DATA SHOWN –
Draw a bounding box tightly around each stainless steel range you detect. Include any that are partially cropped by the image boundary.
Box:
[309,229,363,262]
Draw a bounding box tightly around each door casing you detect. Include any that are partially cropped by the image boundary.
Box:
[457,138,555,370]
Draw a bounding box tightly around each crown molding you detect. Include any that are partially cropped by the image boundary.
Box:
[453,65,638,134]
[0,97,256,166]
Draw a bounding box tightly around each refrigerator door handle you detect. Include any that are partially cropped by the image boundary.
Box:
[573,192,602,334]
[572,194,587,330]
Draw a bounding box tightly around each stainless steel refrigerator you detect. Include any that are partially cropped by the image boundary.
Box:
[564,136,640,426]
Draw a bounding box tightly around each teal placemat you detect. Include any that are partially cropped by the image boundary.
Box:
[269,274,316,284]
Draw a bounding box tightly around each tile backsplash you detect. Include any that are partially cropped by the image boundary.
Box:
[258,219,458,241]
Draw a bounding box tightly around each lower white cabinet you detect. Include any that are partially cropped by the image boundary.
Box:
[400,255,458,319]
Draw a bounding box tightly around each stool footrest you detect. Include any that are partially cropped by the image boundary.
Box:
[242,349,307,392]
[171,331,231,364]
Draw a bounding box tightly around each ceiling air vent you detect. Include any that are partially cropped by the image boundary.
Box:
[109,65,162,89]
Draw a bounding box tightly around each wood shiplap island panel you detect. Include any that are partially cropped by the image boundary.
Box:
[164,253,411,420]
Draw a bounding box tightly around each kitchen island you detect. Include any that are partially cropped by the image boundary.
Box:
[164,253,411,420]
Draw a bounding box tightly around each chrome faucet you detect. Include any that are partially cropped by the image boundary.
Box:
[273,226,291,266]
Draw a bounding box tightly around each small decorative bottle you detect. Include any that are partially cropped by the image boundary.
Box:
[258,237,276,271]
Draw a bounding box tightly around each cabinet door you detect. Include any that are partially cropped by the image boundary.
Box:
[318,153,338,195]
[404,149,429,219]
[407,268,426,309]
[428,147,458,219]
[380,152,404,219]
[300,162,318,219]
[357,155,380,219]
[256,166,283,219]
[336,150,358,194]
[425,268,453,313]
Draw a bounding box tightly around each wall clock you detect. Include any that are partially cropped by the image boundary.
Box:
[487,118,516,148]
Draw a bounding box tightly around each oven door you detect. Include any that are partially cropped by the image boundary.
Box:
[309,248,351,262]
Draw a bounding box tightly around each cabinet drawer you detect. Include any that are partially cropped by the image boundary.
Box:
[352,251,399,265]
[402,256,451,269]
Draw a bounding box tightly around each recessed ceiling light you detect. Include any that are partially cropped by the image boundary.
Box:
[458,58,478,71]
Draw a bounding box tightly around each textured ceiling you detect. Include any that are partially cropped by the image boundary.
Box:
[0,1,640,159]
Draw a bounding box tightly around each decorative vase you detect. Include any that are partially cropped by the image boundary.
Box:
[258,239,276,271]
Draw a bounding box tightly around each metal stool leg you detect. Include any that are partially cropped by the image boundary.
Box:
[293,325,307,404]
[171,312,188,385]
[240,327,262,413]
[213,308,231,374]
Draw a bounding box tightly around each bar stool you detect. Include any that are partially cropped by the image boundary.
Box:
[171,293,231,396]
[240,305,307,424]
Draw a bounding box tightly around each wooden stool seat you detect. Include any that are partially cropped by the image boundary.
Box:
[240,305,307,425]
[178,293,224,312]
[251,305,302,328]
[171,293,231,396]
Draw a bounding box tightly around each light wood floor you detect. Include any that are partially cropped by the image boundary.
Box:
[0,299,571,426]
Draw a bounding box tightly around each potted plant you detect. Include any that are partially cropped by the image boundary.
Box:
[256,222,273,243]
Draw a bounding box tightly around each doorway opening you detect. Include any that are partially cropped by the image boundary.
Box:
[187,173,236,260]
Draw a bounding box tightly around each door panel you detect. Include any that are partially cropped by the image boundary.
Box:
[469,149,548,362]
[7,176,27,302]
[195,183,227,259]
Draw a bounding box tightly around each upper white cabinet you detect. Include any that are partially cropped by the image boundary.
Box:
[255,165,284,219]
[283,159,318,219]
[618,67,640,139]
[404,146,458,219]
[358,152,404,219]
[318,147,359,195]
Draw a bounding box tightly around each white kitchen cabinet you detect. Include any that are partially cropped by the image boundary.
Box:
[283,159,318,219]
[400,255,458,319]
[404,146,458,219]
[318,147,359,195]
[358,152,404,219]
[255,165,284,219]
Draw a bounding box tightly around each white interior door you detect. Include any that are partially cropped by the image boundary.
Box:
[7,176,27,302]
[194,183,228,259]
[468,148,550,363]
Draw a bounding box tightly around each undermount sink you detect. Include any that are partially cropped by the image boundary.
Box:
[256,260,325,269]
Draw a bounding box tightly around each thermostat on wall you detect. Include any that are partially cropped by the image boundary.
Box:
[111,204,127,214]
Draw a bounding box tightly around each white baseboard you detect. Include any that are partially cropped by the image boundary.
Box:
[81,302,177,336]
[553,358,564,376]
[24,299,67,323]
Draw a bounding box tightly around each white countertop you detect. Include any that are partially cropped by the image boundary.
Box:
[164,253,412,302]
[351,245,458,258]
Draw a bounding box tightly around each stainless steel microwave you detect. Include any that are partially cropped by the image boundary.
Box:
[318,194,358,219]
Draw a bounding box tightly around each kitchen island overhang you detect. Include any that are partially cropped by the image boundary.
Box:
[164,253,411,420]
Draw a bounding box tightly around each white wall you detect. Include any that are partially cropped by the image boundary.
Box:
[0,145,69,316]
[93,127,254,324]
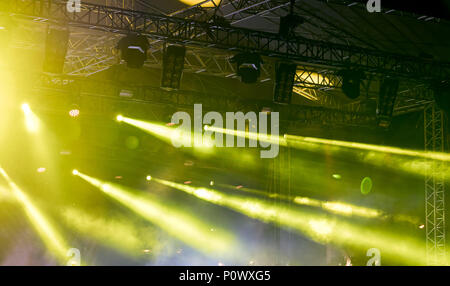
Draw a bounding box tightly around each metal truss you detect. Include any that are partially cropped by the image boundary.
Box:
[424,104,447,265]
[318,0,448,23]
[1,0,450,80]
[28,75,376,128]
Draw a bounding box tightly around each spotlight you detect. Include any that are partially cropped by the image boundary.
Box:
[44,27,69,74]
[230,53,263,83]
[338,70,364,99]
[273,63,297,104]
[117,34,150,68]
[161,46,186,90]
[377,78,399,127]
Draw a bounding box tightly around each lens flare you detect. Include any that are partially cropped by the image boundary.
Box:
[0,167,69,262]
[72,172,233,255]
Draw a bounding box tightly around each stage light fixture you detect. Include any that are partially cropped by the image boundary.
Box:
[433,81,450,114]
[117,34,150,69]
[44,27,70,74]
[273,63,297,104]
[230,53,263,83]
[161,46,186,90]
[338,69,364,99]
[377,78,399,127]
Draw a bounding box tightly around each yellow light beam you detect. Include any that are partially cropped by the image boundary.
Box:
[152,178,436,265]
[284,134,450,162]
[220,184,420,225]
[205,126,450,162]
[73,171,234,255]
[0,167,69,263]
[116,115,213,151]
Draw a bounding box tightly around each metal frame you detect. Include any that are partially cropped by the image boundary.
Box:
[0,0,450,80]
[424,104,447,265]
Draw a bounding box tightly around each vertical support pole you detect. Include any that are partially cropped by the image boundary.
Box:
[424,104,447,265]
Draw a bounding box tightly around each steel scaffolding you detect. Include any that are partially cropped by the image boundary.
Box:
[424,104,447,265]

PROBLEM TO WORK ON – Format the data above as a numbered list, starting at its first line and going up to and including the line with "[457,138,555,370]". Leave out any blank lines.

PROBLEM SOLUTION –
1. Draw a bounding box tightly around each stainless steel range you detect. Include any that are partially cropped by the image boundary.
2. Box:
3. [309,229,363,262]
4. Draw a bounding box tightly around each door casing you detect. Include any that are partially cropped by the image boundary.
5. Box:
6. [457,138,555,370]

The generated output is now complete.